Records from a collection:
■ ■ ■

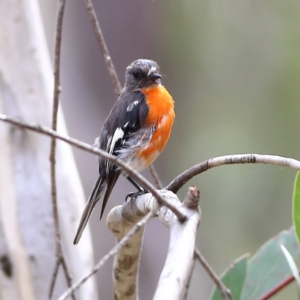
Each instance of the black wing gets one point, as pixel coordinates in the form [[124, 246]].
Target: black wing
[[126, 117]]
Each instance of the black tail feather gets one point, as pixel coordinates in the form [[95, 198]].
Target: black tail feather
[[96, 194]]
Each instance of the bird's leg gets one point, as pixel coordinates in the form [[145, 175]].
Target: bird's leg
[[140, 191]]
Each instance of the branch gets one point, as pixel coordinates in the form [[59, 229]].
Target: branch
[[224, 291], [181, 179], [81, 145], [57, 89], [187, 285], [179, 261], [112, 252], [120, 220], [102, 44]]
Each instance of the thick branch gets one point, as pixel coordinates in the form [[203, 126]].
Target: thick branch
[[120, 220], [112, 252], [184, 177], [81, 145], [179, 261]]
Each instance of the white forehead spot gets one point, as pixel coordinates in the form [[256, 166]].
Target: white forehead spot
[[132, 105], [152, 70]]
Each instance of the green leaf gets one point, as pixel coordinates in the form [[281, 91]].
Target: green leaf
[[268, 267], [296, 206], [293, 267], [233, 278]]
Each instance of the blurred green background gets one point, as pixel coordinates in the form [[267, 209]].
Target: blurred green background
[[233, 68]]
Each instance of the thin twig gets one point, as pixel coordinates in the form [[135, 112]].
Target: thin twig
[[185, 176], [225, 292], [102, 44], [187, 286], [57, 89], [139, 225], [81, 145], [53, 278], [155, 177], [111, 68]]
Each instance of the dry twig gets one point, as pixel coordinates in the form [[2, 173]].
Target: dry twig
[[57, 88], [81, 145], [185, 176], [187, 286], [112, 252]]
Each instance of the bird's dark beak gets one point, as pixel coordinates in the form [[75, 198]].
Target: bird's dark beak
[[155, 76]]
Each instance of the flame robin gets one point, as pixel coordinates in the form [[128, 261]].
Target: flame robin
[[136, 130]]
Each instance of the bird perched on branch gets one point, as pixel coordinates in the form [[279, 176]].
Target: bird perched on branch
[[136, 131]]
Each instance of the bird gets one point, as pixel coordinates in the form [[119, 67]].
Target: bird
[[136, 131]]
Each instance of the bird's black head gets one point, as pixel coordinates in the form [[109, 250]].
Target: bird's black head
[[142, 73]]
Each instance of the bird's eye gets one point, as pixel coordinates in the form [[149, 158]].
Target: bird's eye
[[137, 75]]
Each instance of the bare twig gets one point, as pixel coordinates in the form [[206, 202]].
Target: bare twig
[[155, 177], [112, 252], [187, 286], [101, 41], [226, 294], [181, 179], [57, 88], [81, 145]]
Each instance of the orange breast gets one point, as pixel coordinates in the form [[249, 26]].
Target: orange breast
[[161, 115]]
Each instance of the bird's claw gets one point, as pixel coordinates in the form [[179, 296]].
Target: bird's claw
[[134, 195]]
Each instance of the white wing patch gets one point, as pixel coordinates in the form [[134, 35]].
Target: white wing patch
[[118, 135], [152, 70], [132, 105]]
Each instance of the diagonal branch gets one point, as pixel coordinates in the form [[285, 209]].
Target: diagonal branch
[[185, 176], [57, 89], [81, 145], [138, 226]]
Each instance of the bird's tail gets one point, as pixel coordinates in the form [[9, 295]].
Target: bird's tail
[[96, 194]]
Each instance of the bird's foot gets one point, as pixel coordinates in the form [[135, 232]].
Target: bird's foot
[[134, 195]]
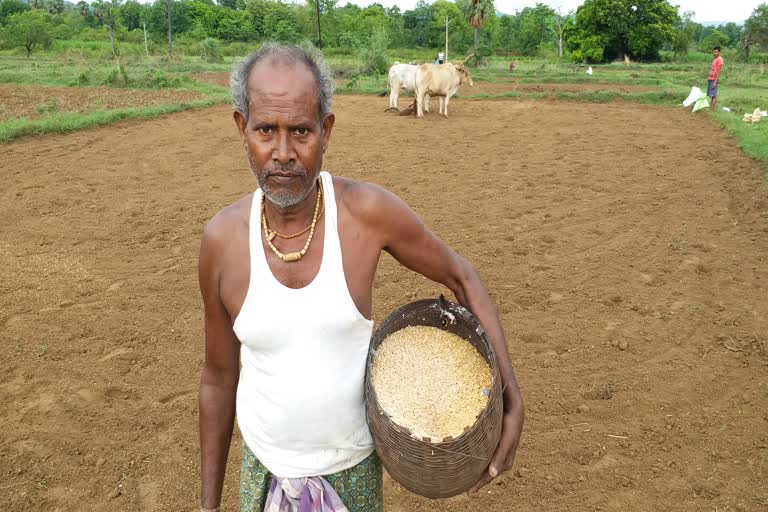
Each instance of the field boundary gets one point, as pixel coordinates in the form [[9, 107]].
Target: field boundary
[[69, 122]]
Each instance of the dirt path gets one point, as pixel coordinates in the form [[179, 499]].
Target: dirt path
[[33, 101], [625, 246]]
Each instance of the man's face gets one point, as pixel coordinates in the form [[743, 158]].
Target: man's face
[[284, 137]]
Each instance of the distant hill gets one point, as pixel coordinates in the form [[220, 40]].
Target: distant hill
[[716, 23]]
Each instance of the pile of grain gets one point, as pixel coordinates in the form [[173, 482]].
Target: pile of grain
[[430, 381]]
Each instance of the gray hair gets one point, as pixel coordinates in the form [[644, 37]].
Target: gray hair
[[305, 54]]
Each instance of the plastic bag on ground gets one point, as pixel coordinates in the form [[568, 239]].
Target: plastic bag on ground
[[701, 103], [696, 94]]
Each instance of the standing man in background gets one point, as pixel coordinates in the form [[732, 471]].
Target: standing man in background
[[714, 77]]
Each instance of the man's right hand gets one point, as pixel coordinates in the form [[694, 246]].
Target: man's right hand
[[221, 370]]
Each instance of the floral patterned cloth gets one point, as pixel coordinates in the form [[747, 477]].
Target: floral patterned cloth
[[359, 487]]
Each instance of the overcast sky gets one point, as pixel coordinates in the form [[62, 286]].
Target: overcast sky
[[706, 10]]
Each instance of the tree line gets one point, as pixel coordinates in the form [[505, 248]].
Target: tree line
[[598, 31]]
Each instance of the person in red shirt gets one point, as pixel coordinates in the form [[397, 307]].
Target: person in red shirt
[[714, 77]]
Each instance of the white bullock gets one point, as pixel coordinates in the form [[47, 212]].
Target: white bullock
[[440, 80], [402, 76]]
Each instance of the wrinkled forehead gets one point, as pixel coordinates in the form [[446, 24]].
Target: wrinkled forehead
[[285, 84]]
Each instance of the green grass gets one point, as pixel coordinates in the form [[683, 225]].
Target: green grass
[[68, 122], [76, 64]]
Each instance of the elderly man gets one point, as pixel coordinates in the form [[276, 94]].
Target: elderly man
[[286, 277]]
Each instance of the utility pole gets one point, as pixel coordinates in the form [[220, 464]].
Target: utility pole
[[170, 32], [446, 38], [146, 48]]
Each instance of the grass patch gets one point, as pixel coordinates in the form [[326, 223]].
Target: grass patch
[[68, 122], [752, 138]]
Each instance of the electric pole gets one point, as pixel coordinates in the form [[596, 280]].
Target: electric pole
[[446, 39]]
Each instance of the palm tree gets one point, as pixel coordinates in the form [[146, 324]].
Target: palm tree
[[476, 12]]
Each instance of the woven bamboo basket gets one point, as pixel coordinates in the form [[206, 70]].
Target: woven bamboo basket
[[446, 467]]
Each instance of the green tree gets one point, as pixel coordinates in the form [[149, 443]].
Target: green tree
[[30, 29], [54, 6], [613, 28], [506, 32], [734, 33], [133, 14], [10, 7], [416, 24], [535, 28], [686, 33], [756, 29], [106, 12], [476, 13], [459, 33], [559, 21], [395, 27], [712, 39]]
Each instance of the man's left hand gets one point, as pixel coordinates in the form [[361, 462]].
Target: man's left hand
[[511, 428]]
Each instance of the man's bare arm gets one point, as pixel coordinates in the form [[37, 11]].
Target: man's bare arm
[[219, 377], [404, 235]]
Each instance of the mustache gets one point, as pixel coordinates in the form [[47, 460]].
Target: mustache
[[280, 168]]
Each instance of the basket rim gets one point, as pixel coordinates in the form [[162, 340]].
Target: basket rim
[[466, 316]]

■ ■ ■

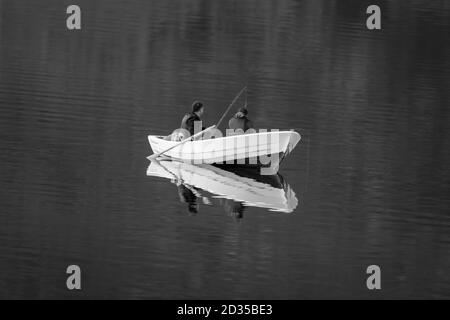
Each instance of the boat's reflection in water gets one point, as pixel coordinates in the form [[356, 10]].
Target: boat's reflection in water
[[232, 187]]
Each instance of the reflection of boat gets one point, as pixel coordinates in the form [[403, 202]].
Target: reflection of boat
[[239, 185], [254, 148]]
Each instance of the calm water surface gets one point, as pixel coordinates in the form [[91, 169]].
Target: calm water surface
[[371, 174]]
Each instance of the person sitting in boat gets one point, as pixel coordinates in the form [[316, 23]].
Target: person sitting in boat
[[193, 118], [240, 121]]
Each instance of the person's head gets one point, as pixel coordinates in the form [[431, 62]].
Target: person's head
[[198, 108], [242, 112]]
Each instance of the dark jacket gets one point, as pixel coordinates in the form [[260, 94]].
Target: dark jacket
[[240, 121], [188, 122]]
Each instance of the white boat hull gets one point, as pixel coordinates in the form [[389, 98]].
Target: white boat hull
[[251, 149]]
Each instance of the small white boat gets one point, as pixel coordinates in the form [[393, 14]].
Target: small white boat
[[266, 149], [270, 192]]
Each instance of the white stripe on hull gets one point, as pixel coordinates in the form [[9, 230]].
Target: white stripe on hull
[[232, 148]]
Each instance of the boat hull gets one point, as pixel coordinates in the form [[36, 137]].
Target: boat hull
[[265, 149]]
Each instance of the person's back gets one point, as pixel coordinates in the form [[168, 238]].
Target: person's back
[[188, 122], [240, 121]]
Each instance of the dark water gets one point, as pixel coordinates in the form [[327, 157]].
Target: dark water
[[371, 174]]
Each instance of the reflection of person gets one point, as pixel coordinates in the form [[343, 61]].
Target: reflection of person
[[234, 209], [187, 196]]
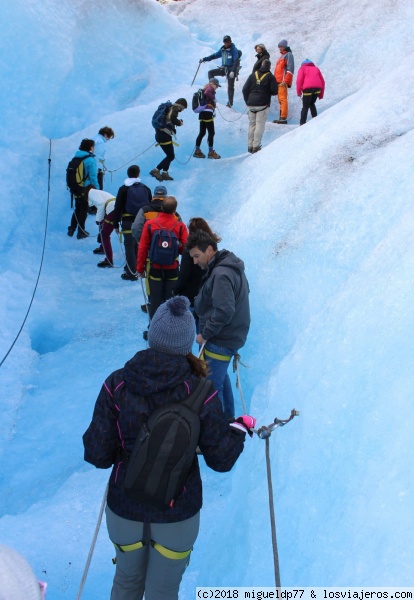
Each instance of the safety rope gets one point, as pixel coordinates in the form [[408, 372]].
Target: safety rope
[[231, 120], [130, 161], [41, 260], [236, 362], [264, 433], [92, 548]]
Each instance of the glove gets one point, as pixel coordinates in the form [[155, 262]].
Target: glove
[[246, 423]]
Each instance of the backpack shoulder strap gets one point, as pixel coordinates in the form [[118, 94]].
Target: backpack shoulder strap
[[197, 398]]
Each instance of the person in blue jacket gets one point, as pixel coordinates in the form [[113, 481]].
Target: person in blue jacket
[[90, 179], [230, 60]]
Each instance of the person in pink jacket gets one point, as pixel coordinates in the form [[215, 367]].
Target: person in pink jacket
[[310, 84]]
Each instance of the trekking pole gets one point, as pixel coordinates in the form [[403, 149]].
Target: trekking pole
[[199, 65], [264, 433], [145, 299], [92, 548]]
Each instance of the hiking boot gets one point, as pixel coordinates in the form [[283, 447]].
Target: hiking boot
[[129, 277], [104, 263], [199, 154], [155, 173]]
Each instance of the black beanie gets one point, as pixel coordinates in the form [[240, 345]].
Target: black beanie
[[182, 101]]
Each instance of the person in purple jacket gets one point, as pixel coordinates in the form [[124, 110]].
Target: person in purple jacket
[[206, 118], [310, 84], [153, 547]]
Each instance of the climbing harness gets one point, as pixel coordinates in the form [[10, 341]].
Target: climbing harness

■ ■ ■

What the task asks - Please write out, exactly as they appear above, only the lines in the stretch from the line with "Each instance of the person sitting" through the line with "Each instance of the dark jacket".

Response below -
Each instance of the person sitting in boat gets one point, as pixel coordinates in the form [[316, 23]].
Target: person sitting in boat
[[193, 118], [240, 121]]
Each instance of the person's head gets one point, as pixel coordinates in the form [[431, 62]].
Target: person's head
[[198, 108], [242, 112]]
Each instance of the dark jacket gets one point, as pixel coordinates in the form [[260, 94]].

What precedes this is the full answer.